→ Objective A
Please check each statement against the emissions trading text and answer yes or no, quoting the words from the text that decide it: (i) The text says the degree of environmental protection achieved is what is at stake. (ii) Midwestern utilities must make the deepest cuts in emissions. (iii) New plants enter the allowance market as sellers.
→ Objective B
Answer these questions from the emissions trading text:
(i) Which year will be remembered as a watershed year for economic incentives in air pollution control?
(ii) Which plants will buy allowances?
(iii) What does the text name as expected by-products of emissions trading?

→ Source

----------------------------------------

Emissions trading as a means of controlling sulfur dioxide emissions appears inevitable as Congress prepares to enact legislation providing for a revised Clean Air Act. But will this kind of market-driven program work in an industry as highly regulated as that of electric utilities? At stake is not the degree of environmental protection achieved, but the cost of achieving it.
In the annals of air pollution control policy, 1990 will be remembered as a watershed year for the use of economic incentives to reduce the cost of meeting pollution control goals. In this year, Congress agreed to institute a major economic incentive program under the Clean Air Act to control acid rain caused by emissions from electric utilities. The proposed emissions trading program promises drastic cuts in sulfur dioxide (SO2) emissions at far lower cost than the costs projected for other types of regulatory programs. What is more, emissions trading provides the most polluting utilities with a way of sharing their high costs of cleanup with less polluting utilities—a feature that was useful in reducing opposition to steep emissions reductions from Midwestern utilities, which are forced to make the deepest cuts in emissions. Whether the promise of this program is realized depends on how well the details of the emissions trading are crafted, a task made difficult because the electric utility industry is already regulated in many ways.
Simply, the idea behind any emissions trading program is to fix the amount of emissions reductions that are desired in total, to allocate emissions reduction responsibilities to each emissions source, and to authorize any sources that discharge less emissions than legally permitted to sell emissions "allowances" to sources that discharge more than permitted. The costs to society of attaining the desired emissions reductions is minimized, in theory, because those plants that can control emissions most cheaply will find it in their interest to reduce their emissions below their standard and to sell their allowances for the emissions that are controlled in excess of that required by law. Buyers of allowances will be those higher-cost plants that find it is cheaper to purchase allowances than to control their emissions.
Cost-effectiveness is not the only benefit of emissions trading. Trading of allowances also provides a more flexible mechanism for accommodating the addition of new sources of emissions than a command-and-control system does. New plants wishing to begin operations enter the allowance market as buyers in with existing plants. These newcomers will bid up the price of allowances to encourage existing plants to further reduce their emissions. This is because under any system with a fixed level of total emissions, newcomers can only obtain allowances from tighter controls on or retirements of existing plants. In contrast to arbitrary emissions allocations under a command-and-control system, a market for allowances encourages voluntary compliance with a tighter emissions standard and allows greater flexibility in making room for newcomers.
A market for allowances encourages voluntary compliance with a tighter emissions standard.
An additional advantage of an emissions trading system is the enhanced incentive to find more efficient methods of controlling emissions. Since emission allowances are valuable property rights, firms will be encouraged to search for and develop more cost-effective ways of reducing emissions in order to make allowances available for sale. Thus improvements in emissions control technology are expected by-products of emissions trading.

----------------------------------------

→ Given information
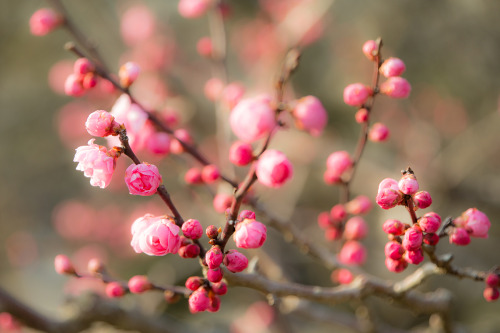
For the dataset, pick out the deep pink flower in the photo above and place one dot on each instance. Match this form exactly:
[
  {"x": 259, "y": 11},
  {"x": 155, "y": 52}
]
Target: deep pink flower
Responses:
[
  {"x": 235, "y": 261},
  {"x": 273, "y": 168},
  {"x": 142, "y": 179},
  {"x": 253, "y": 118},
  {"x": 310, "y": 115},
  {"x": 250, "y": 234},
  {"x": 96, "y": 163},
  {"x": 44, "y": 21}
]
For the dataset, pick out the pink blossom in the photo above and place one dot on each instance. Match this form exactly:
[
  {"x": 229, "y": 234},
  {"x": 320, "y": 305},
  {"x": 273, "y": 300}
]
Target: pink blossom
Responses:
[
  {"x": 396, "y": 87},
  {"x": 142, "y": 179},
  {"x": 355, "y": 228},
  {"x": 253, "y": 118},
  {"x": 235, "y": 261},
  {"x": 155, "y": 236},
  {"x": 44, "y": 21},
  {"x": 273, "y": 168},
  {"x": 356, "y": 94},
  {"x": 352, "y": 253},
  {"x": 310, "y": 115},
  {"x": 250, "y": 234},
  {"x": 214, "y": 257},
  {"x": 240, "y": 153},
  {"x": 192, "y": 229},
  {"x": 370, "y": 48},
  {"x": 96, "y": 163},
  {"x": 477, "y": 222},
  {"x": 378, "y": 133},
  {"x": 101, "y": 123},
  {"x": 198, "y": 300},
  {"x": 392, "y": 67}
]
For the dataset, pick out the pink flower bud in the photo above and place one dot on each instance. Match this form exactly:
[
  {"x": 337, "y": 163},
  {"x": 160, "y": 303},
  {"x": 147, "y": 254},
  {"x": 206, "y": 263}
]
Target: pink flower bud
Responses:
[
  {"x": 396, "y": 266},
  {"x": 408, "y": 184},
  {"x": 310, "y": 115},
  {"x": 73, "y": 86},
  {"x": 422, "y": 199},
  {"x": 356, "y": 94},
  {"x": 338, "y": 213},
  {"x": 253, "y": 118},
  {"x": 158, "y": 143},
  {"x": 204, "y": 47},
  {"x": 193, "y": 177},
  {"x": 198, "y": 300},
  {"x": 491, "y": 294},
  {"x": 222, "y": 201},
  {"x": 392, "y": 67},
  {"x": 361, "y": 116},
  {"x": 355, "y": 228},
  {"x": 413, "y": 238},
  {"x": 214, "y": 275},
  {"x": 394, "y": 250},
  {"x": 396, "y": 87},
  {"x": 101, "y": 123},
  {"x": 359, "y": 206},
  {"x": 414, "y": 257},
  {"x": 235, "y": 261},
  {"x": 378, "y": 133},
  {"x": 214, "y": 257},
  {"x": 96, "y": 163},
  {"x": 63, "y": 265},
  {"x": 114, "y": 289},
  {"x": 370, "y": 49},
  {"x": 139, "y": 284},
  {"x": 240, "y": 153},
  {"x": 246, "y": 214},
  {"x": 339, "y": 162},
  {"x": 193, "y": 8},
  {"x": 44, "y": 21},
  {"x": 142, "y": 179},
  {"x": 155, "y": 236},
  {"x": 210, "y": 173},
  {"x": 250, "y": 234},
  {"x": 193, "y": 282},
  {"x": 128, "y": 73},
  {"x": 220, "y": 288},
  {"x": 459, "y": 236},
  {"x": 273, "y": 168},
  {"x": 477, "y": 222},
  {"x": 192, "y": 229},
  {"x": 430, "y": 222},
  {"x": 352, "y": 253},
  {"x": 83, "y": 66}
]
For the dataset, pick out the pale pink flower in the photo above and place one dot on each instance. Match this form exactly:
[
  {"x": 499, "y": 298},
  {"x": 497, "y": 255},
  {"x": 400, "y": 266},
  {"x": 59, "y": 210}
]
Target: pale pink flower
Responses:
[
  {"x": 273, "y": 168},
  {"x": 44, "y": 21},
  {"x": 310, "y": 115},
  {"x": 96, "y": 163},
  {"x": 235, "y": 261},
  {"x": 253, "y": 118},
  {"x": 396, "y": 87},
  {"x": 142, "y": 179},
  {"x": 356, "y": 94},
  {"x": 250, "y": 234},
  {"x": 392, "y": 67}
]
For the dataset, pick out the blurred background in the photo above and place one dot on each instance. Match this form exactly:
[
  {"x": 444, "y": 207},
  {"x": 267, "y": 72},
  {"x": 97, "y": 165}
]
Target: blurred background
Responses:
[{"x": 447, "y": 131}]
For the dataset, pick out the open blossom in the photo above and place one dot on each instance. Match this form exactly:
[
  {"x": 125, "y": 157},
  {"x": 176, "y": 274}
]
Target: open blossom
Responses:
[
  {"x": 155, "y": 236},
  {"x": 142, "y": 179},
  {"x": 273, "y": 168},
  {"x": 250, "y": 234},
  {"x": 252, "y": 118},
  {"x": 310, "y": 115},
  {"x": 96, "y": 163}
]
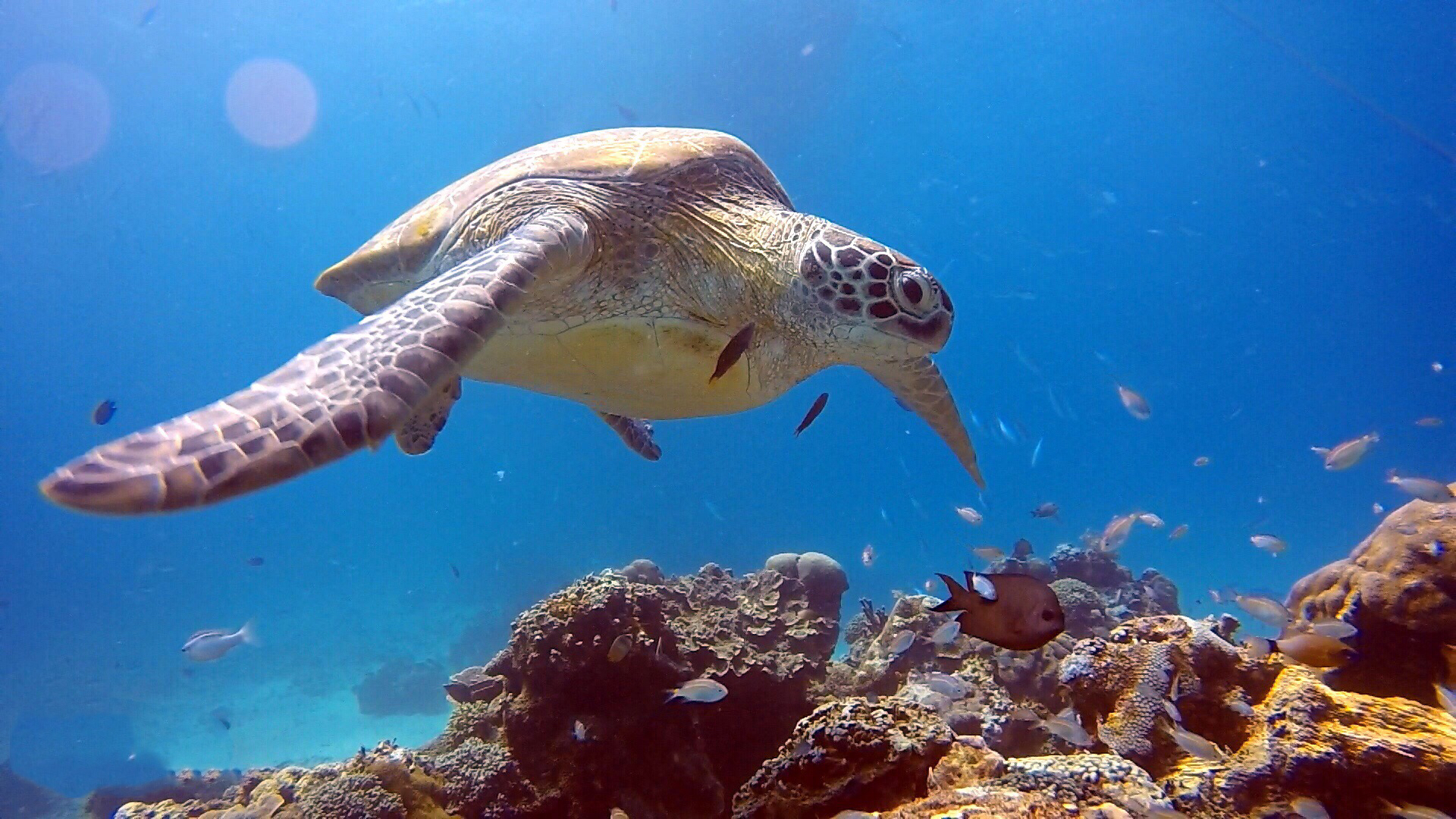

----------------------------------------

→ Response A
(i) No: "At stake is not the degree of environmental protection achieved, but the cost of achieving it."
(ii) Yes: "Midwestern utilities, which are forced to make the deepest cuts in emissions"
(iii) No: "New plants wishing to begin operations enter the allowance market as buyers in with existing plants."

→ Response B
(i) 1990
(ii) The higher-cost plants that find it cheaper to purchase allowances than to control their emissions
(iii) Improvements in emissions control technology